Aim: List every line in the data items below that contains the string "water". Treat case as significant.

Data items

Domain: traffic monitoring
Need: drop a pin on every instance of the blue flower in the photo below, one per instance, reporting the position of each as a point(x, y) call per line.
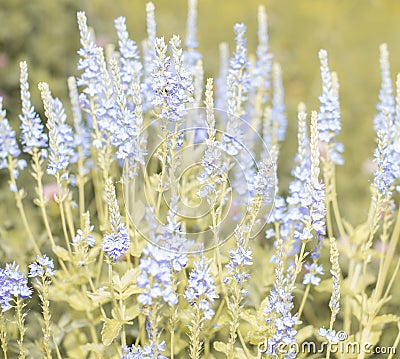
point(329, 124)
point(383, 120)
point(278, 117)
point(240, 258)
point(155, 277)
point(201, 288)
point(135, 352)
point(8, 142)
point(238, 84)
point(61, 143)
point(383, 175)
point(115, 243)
point(130, 65)
point(313, 271)
point(32, 135)
point(12, 284)
point(44, 266)
point(191, 42)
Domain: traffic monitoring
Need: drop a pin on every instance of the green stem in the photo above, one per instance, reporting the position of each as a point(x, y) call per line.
point(3, 335)
point(195, 343)
point(60, 201)
point(21, 328)
point(303, 301)
point(20, 206)
point(44, 296)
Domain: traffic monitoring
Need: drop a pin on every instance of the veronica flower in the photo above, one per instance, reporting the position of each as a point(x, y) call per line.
point(278, 308)
point(383, 175)
point(88, 59)
point(9, 149)
point(135, 352)
point(129, 60)
point(32, 135)
point(201, 289)
point(263, 67)
point(238, 83)
point(149, 51)
point(396, 136)
point(43, 267)
point(278, 117)
point(221, 100)
point(314, 271)
point(334, 303)
point(12, 284)
point(82, 136)
point(329, 334)
point(84, 235)
point(240, 258)
point(329, 124)
point(192, 56)
point(298, 193)
point(61, 139)
point(115, 243)
point(386, 107)
point(155, 277)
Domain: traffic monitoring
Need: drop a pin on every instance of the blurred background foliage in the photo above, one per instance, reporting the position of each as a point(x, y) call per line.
point(44, 32)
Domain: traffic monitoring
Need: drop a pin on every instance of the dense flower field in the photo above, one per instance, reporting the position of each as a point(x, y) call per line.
point(164, 229)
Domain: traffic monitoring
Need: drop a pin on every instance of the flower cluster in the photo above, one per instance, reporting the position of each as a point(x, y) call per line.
point(279, 305)
point(13, 283)
point(8, 144)
point(201, 289)
point(329, 124)
point(43, 267)
point(32, 134)
point(155, 277)
point(135, 352)
point(115, 243)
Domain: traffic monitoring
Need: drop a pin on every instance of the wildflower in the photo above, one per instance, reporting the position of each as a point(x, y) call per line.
point(192, 56)
point(12, 284)
point(155, 277)
point(32, 135)
point(129, 60)
point(329, 124)
point(8, 143)
point(43, 267)
point(386, 107)
point(82, 136)
point(88, 59)
point(115, 243)
point(135, 352)
point(334, 303)
point(313, 271)
point(383, 175)
point(278, 308)
point(221, 100)
point(84, 235)
point(278, 118)
point(237, 88)
point(149, 51)
point(263, 67)
point(61, 139)
point(240, 258)
point(201, 289)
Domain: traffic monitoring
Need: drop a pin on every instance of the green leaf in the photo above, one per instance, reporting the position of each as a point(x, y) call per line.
point(129, 278)
point(110, 331)
point(61, 253)
point(220, 347)
point(132, 312)
point(93, 347)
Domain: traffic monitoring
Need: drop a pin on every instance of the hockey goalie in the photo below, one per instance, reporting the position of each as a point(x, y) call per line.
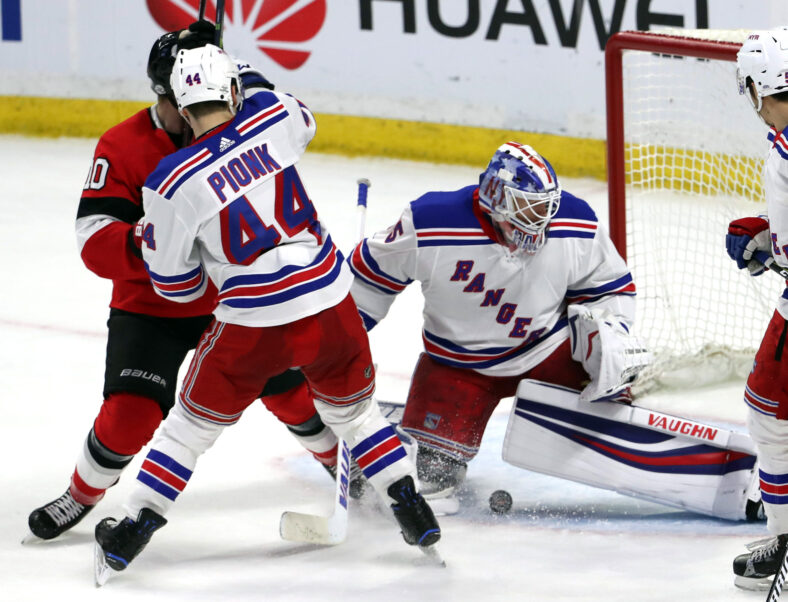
point(526, 296)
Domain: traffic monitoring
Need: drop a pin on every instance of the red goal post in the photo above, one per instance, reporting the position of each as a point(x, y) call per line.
point(685, 155)
point(614, 84)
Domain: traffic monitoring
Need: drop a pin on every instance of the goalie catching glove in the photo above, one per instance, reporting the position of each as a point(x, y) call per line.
point(746, 236)
point(602, 344)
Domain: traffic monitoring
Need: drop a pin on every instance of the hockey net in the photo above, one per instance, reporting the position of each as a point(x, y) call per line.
point(685, 156)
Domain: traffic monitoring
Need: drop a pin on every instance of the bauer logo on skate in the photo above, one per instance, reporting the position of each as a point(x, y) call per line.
point(145, 375)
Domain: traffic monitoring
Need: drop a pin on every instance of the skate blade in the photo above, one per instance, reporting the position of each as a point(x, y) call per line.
point(753, 584)
point(102, 572)
point(433, 556)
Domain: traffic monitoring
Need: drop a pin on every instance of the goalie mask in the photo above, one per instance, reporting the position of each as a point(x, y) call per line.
point(520, 191)
point(203, 75)
point(763, 59)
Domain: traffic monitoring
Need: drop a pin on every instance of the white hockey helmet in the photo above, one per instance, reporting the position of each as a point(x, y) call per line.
point(520, 191)
point(205, 74)
point(763, 58)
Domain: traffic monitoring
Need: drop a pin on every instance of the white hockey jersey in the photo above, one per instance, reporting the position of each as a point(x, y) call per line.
point(776, 191)
point(233, 205)
point(485, 309)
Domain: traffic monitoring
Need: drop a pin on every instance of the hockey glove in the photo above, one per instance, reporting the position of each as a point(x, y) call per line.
point(602, 344)
point(197, 35)
point(251, 77)
point(135, 238)
point(746, 236)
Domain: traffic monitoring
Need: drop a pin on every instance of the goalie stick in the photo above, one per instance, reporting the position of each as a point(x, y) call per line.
point(329, 530)
point(219, 19)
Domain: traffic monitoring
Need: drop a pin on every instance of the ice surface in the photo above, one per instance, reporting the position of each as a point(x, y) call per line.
point(562, 541)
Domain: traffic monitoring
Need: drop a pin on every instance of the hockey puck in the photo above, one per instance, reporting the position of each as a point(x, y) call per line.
point(500, 501)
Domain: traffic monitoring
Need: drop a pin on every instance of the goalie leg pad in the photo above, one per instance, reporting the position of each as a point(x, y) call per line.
point(770, 436)
point(633, 451)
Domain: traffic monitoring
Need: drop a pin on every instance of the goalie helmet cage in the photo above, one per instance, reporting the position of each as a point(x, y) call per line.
point(685, 156)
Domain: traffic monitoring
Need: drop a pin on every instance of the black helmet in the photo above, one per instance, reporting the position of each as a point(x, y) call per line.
point(160, 62)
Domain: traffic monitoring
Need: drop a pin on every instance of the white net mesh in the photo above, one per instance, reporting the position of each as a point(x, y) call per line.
point(694, 154)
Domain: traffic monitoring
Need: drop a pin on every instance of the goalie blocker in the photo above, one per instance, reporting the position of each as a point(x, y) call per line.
point(634, 451)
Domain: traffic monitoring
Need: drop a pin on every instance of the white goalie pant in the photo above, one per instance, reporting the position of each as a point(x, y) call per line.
point(630, 450)
point(771, 437)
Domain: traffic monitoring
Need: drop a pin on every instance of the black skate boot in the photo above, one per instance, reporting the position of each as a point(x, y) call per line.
point(416, 520)
point(754, 511)
point(754, 570)
point(122, 541)
point(440, 475)
point(56, 517)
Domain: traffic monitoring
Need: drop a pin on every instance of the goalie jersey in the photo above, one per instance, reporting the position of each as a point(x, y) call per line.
point(486, 309)
point(232, 207)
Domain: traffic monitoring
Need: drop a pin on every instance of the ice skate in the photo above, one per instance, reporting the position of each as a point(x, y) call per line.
point(754, 571)
point(55, 518)
point(415, 517)
point(118, 543)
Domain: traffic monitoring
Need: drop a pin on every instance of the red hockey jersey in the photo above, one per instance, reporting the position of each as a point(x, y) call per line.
point(110, 206)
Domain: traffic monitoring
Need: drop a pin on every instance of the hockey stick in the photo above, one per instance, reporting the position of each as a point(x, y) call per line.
point(219, 23)
point(779, 580)
point(327, 530)
point(361, 206)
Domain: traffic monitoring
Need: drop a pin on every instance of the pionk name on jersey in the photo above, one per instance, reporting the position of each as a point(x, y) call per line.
point(241, 170)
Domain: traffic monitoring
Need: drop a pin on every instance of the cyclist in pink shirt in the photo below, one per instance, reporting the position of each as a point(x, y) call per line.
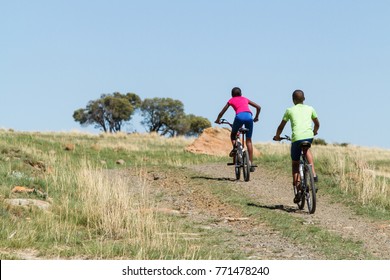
point(244, 115)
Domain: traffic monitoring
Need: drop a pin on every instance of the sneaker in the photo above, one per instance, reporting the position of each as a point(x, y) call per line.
point(233, 152)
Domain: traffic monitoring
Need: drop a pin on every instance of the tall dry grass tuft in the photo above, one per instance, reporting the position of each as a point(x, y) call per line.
point(120, 208)
point(352, 170)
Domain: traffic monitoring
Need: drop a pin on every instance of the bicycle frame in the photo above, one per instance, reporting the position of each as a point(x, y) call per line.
point(241, 157)
point(308, 188)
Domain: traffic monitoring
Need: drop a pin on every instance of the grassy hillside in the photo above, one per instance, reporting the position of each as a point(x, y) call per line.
point(95, 213)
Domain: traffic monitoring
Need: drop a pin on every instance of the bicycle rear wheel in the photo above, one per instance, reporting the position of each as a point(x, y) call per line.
point(246, 166)
point(310, 193)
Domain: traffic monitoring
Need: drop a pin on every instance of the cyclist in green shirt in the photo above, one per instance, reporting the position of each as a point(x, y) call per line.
point(301, 117)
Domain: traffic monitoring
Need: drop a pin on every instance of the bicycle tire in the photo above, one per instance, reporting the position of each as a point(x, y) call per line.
point(237, 165)
point(245, 166)
point(301, 203)
point(310, 194)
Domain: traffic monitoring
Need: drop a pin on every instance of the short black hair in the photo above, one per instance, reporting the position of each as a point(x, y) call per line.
point(298, 95)
point(236, 91)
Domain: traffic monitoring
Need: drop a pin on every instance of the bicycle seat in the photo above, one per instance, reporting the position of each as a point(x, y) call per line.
point(305, 144)
point(243, 130)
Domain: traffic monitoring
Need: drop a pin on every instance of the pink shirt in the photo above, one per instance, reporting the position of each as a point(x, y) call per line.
point(239, 104)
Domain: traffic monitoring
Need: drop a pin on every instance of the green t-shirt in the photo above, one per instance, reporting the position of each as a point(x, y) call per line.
point(301, 117)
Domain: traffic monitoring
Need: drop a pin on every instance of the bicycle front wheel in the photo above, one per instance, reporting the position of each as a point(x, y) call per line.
point(246, 166)
point(237, 165)
point(310, 192)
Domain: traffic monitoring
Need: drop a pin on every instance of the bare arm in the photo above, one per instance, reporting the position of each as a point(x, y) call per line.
point(218, 120)
point(258, 109)
point(279, 130)
point(316, 126)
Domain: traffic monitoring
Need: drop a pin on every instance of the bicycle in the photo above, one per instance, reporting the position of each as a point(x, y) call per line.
point(308, 189)
point(241, 156)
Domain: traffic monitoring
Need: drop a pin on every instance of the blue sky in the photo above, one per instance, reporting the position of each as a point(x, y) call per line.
point(55, 56)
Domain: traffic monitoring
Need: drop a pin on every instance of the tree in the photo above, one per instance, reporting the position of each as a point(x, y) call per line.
point(162, 115)
point(166, 116)
point(193, 125)
point(109, 112)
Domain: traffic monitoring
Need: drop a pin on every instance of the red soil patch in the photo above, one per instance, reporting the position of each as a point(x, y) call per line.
point(214, 141)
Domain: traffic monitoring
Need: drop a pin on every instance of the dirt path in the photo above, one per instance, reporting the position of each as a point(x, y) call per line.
point(270, 191)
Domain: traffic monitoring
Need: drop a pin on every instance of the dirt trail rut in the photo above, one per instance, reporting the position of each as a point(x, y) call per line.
point(273, 191)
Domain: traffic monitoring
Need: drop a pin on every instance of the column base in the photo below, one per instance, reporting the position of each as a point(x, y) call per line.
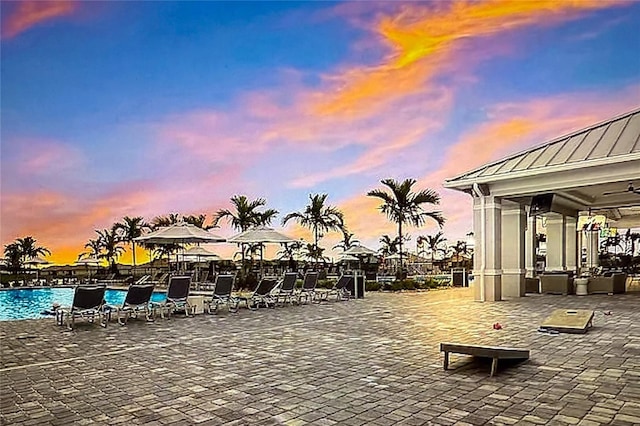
point(513, 285)
point(492, 288)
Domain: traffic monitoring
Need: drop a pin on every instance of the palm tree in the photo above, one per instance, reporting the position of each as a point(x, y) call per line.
point(13, 257)
point(434, 244)
point(129, 229)
point(389, 245)
point(161, 221)
point(110, 247)
point(30, 249)
point(317, 216)
point(403, 206)
point(94, 246)
point(246, 213)
point(347, 241)
point(245, 216)
point(288, 251)
point(194, 220)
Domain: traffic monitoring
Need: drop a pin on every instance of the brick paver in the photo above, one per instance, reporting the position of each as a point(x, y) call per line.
point(368, 362)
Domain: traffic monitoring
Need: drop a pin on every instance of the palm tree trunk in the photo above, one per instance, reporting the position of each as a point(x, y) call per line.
point(315, 239)
point(400, 248)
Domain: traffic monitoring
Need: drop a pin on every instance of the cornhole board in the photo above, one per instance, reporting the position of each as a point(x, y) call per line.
point(569, 321)
point(493, 352)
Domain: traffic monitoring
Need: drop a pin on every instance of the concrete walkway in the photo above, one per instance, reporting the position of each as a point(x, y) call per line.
point(369, 362)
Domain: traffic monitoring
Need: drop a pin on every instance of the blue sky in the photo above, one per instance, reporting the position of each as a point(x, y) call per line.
point(147, 108)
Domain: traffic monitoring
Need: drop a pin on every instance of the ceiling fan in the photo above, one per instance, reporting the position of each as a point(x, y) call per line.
point(630, 188)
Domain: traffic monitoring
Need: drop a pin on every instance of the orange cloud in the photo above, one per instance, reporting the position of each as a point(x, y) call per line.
point(30, 13)
point(424, 41)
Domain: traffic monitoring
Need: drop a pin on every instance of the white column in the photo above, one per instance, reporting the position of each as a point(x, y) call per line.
point(531, 243)
point(592, 243)
point(555, 242)
point(514, 219)
point(571, 243)
point(487, 266)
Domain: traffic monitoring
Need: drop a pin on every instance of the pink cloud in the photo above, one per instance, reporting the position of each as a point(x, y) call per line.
point(28, 13)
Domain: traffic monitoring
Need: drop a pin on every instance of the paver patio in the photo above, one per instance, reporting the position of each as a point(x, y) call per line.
point(368, 362)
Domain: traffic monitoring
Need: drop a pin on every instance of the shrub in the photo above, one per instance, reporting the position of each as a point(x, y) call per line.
point(325, 283)
point(373, 286)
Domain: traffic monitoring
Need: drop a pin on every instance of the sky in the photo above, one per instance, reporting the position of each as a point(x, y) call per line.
point(147, 108)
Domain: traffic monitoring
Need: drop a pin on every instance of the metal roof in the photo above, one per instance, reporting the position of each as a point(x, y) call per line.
point(602, 142)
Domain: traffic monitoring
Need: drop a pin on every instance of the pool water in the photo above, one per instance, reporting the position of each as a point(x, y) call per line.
point(17, 304)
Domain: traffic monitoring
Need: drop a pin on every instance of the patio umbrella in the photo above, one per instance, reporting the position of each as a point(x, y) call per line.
point(88, 261)
point(360, 252)
point(261, 235)
point(180, 233)
point(37, 261)
point(196, 254)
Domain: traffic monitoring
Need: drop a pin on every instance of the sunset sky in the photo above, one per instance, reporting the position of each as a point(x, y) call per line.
point(148, 108)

Solution to this exercise:
Need: drop a pin on every instance of the pool water in the photo above, one per instance, reporting the position of each as a point(x, y) call per line.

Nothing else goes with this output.